MATERIAL FOR THIS TASK.

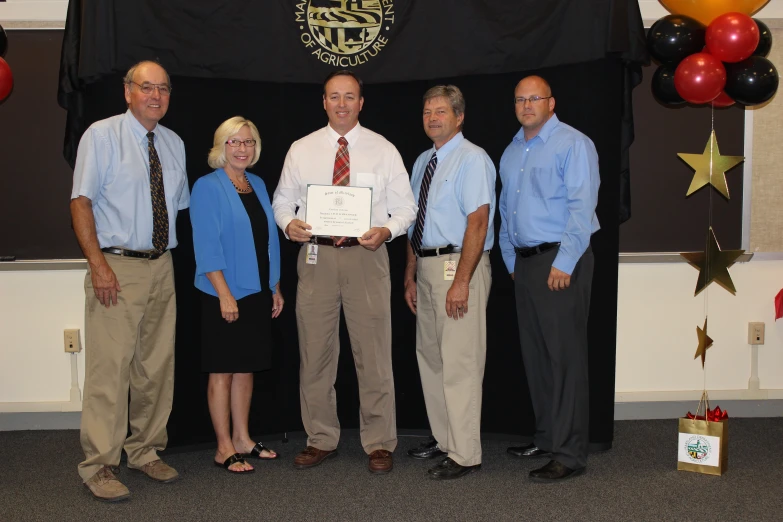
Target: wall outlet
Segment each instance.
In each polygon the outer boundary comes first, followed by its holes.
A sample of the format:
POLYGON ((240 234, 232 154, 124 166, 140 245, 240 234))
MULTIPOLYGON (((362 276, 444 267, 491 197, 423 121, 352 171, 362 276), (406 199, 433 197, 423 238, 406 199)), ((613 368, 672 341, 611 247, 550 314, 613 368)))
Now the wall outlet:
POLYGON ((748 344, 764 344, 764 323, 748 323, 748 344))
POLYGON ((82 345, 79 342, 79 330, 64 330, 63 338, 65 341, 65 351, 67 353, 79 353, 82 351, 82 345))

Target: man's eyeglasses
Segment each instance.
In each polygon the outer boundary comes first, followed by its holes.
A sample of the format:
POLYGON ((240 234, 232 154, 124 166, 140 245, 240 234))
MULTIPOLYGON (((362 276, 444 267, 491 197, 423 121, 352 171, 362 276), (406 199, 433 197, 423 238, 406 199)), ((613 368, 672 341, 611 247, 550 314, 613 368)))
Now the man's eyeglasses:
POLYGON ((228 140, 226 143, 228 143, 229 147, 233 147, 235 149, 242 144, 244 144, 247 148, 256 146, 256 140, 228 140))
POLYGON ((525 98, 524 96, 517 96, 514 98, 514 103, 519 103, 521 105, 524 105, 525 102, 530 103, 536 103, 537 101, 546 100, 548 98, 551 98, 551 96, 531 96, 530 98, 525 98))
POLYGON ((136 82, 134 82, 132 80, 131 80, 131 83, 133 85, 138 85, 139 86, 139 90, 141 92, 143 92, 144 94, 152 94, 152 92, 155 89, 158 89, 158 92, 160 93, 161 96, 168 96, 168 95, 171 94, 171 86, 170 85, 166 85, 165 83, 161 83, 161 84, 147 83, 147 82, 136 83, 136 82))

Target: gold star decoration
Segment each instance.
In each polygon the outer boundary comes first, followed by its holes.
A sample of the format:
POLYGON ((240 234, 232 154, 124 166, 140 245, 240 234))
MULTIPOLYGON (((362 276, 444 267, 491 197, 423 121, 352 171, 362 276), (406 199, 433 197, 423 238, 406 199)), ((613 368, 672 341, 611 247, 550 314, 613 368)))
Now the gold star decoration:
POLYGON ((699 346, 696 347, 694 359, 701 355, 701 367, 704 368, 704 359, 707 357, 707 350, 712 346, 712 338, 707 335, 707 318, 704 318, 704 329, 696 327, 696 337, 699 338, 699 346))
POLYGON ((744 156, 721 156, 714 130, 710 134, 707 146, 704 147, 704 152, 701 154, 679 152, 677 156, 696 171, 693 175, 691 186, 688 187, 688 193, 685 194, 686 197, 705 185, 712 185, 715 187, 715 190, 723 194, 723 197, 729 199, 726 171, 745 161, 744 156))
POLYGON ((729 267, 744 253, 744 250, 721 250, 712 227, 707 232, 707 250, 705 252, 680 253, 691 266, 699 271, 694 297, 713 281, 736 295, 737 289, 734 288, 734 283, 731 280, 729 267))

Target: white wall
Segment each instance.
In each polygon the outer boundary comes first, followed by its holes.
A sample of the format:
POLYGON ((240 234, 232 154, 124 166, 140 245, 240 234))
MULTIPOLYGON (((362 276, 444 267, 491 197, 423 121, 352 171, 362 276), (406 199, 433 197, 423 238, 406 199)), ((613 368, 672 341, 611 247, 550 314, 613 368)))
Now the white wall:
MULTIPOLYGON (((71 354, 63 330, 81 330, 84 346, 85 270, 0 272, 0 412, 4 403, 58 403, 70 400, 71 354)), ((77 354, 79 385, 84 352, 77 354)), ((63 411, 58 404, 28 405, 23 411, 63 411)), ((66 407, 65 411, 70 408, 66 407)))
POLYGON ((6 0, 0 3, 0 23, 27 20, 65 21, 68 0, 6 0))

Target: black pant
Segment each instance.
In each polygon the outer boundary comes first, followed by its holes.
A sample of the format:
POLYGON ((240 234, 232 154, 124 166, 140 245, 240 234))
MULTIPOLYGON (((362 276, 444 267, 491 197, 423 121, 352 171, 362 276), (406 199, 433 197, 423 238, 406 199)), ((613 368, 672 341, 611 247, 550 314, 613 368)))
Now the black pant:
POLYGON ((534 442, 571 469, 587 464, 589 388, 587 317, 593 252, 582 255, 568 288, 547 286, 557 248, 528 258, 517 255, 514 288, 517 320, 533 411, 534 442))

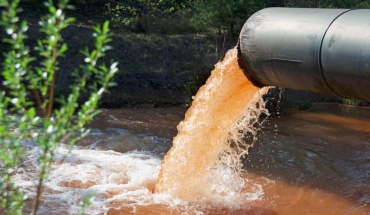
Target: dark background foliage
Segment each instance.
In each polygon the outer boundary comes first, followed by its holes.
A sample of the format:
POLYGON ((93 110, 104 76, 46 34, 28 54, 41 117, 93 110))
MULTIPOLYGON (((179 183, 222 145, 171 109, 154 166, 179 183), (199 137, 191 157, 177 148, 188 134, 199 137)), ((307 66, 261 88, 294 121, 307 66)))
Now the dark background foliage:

PROBLEM DETAILS.
Retype each line above exactly and leave out any picture.

TASK SOLUTION.
Target: wall outlet
Segment each instance.
In each polygon the outer boundary comes first, followed by its holes.
A sample of the format:
POLYGON ((240 234, 232 154, 124 166, 140 245, 240 234))
MULTIPOLYGON (((362 276, 444 267, 491 197, 423 121, 352 171, 362 276), (406 199, 433 197, 423 238, 406 199)), ((613 368, 672 341, 611 247, 550 314, 613 368)))
Now the wall outlet:
POLYGON ((748 344, 764 344, 764 323, 748 323, 748 344))
POLYGON ((82 345, 79 342, 79 330, 64 330, 63 338, 65 341, 65 351, 67 353, 79 353, 82 351, 82 345))

Target: man's eyeglasses
Segment each instance.
In each polygon the outer boundary comes first, followed by its holes.
A sample of the format:
POLYGON ((240 234, 232 154, 124 166, 140 245, 240 234))
MULTIPOLYGON (((362 276, 444 267, 491 197, 423 121, 352 171, 362 276), (406 199, 433 197, 423 238, 406 199)), ((613 368, 672 341, 611 247, 550 314, 613 368)))
Now the man's eyeglasses:
POLYGON ((228 140, 226 143, 228 143, 229 147, 233 147, 235 149, 242 144, 244 144, 247 148, 256 146, 256 140, 228 140))
POLYGON ((525 98, 524 96, 517 96, 514 98, 514 103, 519 103, 521 105, 524 105, 525 102, 530 103, 536 103, 537 101, 546 100, 548 98, 551 98, 551 96, 531 96, 530 98, 525 98))
POLYGON ((136 82, 134 82, 132 80, 131 80, 131 83, 133 85, 138 85, 139 86, 139 90, 141 92, 143 92, 144 94, 152 94, 152 92, 155 89, 158 89, 158 92, 160 93, 161 96, 168 96, 168 95, 171 94, 171 86, 170 85, 166 85, 165 83, 161 83, 161 84, 147 83, 147 82, 136 83, 136 82))

Target: gold star decoration
Segment each instance.
In each polygon the outer boundary comes first, followed by its holes.
A sample of the format:
POLYGON ((240 234, 232 154, 124 166, 140 245, 240 234))
MULTIPOLYGON (((362 276, 444 267, 491 197, 423 121, 352 171, 362 276), (406 199, 433 197, 423 238, 406 199)), ((613 368, 672 341, 611 247, 550 314, 613 368)))
Now the gold star decoration:
POLYGON ((699 346, 696 347, 694 359, 701 355, 701 367, 704 368, 704 359, 707 357, 707 350, 712 346, 712 338, 707 335, 707 318, 704 318, 704 329, 696 327, 696 337, 699 338, 699 346))
POLYGON ((744 156, 721 156, 714 130, 710 134, 707 146, 704 147, 704 152, 701 154, 679 152, 677 156, 696 171, 693 175, 691 186, 688 187, 688 193, 685 194, 686 197, 705 185, 712 185, 715 187, 715 190, 723 194, 723 197, 729 199, 726 171, 745 161, 744 156))
POLYGON ((729 267, 744 253, 744 250, 721 250, 712 227, 707 232, 707 250, 705 252, 680 253, 691 266, 699 271, 694 297, 713 281, 736 295, 737 289, 734 288, 734 283, 731 280, 729 267))

Target: white wall
Segment each instance.
In each polygon the outer boundary comes first, followed by its holes.
A sample of the format:
POLYGON ((240 234, 232 154, 124 166, 140 245, 240 234))
MULTIPOLYGON (((362 276, 444 267, 491 197, 423 121, 352 171, 362 276), (406 199, 433 197, 423 238, 406 199)), ((613 368, 672 341, 611 247, 550 314, 613 368)))
Now the white wall:
MULTIPOLYGON (((71 354, 63 330, 81 330, 84 346, 85 270, 0 272, 0 412, 4 403, 58 403, 70 400, 71 354)), ((77 354, 79 385, 84 352, 77 354)), ((63 411, 58 404, 28 405, 23 411, 63 411)), ((66 407, 65 411, 70 408, 66 407)))
POLYGON ((6 0, 0 3, 0 23, 27 20, 65 21, 68 0, 6 0))

Target: black pant
Segment each instance.
In each polygon the outer boundary comes first, followed by its holes.
A sample of the format:
POLYGON ((240 234, 232 154, 124 166, 140 245, 240 234))
MULTIPOLYGON (((362 276, 444 267, 491 197, 423 121, 352 171, 362 276), (406 199, 433 197, 423 238, 406 199)), ((613 368, 672 341, 611 247, 550 314, 613 368)))
Now the black pant:
POLYGON ((534 442, 571 469, 587 464, 589 388, 587 317, 593 252, 582 255, 568 288, 547 286, 557 248, 528 258, 517 255, 514 288, 517 320, 533 411, 534 442))

Target: dark background foliage
Segment each instance.
In each polygon the outer boundary comes first, followed by its holes.
A sample of the format:
POLYGON ((93 110, 104 76, 46 34, 28 54, 41 117, 93 110))
MULTIPOLYGON (((179 183, 222 145, 171 109, 154 166, 179 183), (199 137, 191 157, 177 148, 188 134, 199 137)), ((307 66, 261 88, 294 121, 307 66)))
Now the dark background foliage:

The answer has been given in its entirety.